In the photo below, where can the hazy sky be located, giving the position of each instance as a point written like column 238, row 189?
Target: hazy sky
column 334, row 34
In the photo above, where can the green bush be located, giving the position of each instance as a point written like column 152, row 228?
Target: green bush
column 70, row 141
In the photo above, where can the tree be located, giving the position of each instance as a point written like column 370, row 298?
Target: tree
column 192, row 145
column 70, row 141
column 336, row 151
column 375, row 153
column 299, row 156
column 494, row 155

• **WORK REQUIRED**
Your task is to write out, exactly, the line that contains "Target: green bush" and each line after it to the end of the data, with no other lines.

• **RESPONSE FOR THIS EXERCISE**
Target: green bush
column 70, row 141
In the photo above, where can the tree be located, giving the position of each instance as a point written like column 370, row 298?
Target: tree
column 192, row 145
column 70, row 141
column 336, row 151
column 375, row 153
column 299, row 156
column 494, row 155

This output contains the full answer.